◆ **STATED GOAL**: Count the lines in the items below that contain the word "bird", treating uppercase and lowercase as different, and give only the number.

* begin TASK INPUTS *

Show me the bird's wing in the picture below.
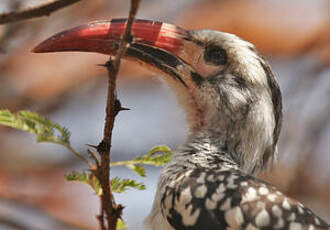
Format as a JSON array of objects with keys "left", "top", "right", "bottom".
[{"left": 161, "top": 168, "right": 330, "bottom": 230}]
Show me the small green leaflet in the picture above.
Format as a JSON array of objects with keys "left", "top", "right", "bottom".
[
  {"left": 0, "top": 110, "right": 70, "bottom": 146},
  {"left": 110, "top": 145, "right": 172, "bottom": 177},
  {"left": 110, "top": 177, "right": 146, "bottom": 193},
  {"left": 116, "top": 219, "right": 127, "bottom": 230}
]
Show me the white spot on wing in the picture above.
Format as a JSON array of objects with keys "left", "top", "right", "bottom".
[
  {"left": 258, "top": 187, "right": 269, "bottom": 195},
  {"left": 289, "top": 222, "right": 302, "bottom": 230},
  {"left": 196, "top": 172, "right": 206, "bottom": 184},
  {"left": 205, "top": 198, "right": 217, "bottom": 210},
  {"left": 256, "top": 209, "right": 270, "bottom": 227},
  {"left": 179, "top": 186, "right": 192, "bottom": 204},
  {"left": 267, "top": 193, "right": 277, "bottom": 202},
  {"left": 225, "top": 207, "right": 244, "bottom": 229},
  {"left": 272, "top": 205, "right": 282, "bottom": 217},
  {"left": 282, "top": 198, "right": 291, "bottom": 210},
  {"left": 242, "top": 187, "right": 257, "bottom": 202},
  {"left": 220, "top": 197, "right": 231, "bottom": 211},
  {"left": 195, "top": 185, "right": 207, "bottom": 198}
]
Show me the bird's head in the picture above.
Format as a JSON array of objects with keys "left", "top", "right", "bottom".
[{"left": 34, "top": 19, "right": 282, "bottom": 172}]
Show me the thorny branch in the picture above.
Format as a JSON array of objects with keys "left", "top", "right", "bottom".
[
  {"left": 96, "top": 0, "right": 140, "bottom": 230},
  {"left": 0, "top": 0, "right": 81, "bottom": 24}
]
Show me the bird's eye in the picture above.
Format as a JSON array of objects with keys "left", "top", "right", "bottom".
[{"left": 204, "top": 45, "right": 227, "bottom": 65}]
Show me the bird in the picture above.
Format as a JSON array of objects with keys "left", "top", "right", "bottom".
[{"left": 33, "top": 19, "right": 330, "bottom": 230}]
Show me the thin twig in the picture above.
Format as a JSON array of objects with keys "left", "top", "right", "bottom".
[
  {"left": 96, "top": 0, "right": 140, "bottom": 230},
  {"left": 0, "top": 0, "right": 81, "bottom": 24}
]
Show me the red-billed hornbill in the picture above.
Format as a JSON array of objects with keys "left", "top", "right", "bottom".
[{"left": 34, "top": 19, "right": 329, "bottom": 230}]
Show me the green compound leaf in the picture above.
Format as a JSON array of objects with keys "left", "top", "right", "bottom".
[
  {"left": 126, "top": 164, "right": 146, "bottom": 177},
  {"left": 117, "top": 219, "right": 127, "bottom": 230},
  {"left": 110, "top": 145, "right": 172, "bottom": 176},
  {"left": 110, "top": 177, "right": 146, "bottom": 193},
  {"left": 0, "top": 110, "right": 70, "bottom": 146}
]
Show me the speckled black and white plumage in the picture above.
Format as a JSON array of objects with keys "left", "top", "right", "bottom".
[
  {"left": 146, "top": 27, "right": 330, "bottom": 230},
  {"left": 161, "top": 168, "right": 329, "bottom": 230},
  {"left": 30, "top": 19, "right": 330, "bottom": 230}
]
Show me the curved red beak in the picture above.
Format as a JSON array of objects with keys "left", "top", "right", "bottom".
[{"left": 33, "top": 19, "right": 188, "bottom": 55}]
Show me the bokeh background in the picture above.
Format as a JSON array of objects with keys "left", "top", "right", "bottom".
[{"left": 0, "top": 0, "right": 330, "bottom": 230}]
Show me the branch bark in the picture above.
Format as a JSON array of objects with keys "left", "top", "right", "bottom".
[
  {"left": 96, "top": 0, "right": 140, "bottom": 230},
  {"left": 0, "top": 0, "right": 81, "bottom": 24}
]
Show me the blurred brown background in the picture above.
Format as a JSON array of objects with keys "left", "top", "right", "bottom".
[{"left": 0, "top": 0, "right": 330, "bottom": 230}]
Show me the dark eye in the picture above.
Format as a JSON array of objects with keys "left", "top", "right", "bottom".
[{"left": 204, "top": 45, "right": 227, "bottom": 65}]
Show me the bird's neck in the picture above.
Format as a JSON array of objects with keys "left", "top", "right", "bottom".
[{"left": 173, "top": 131, "right": 240, "bottom": 172}]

* end TASK INPUTS *

◆ **WRITTEN SOLUTION**: 5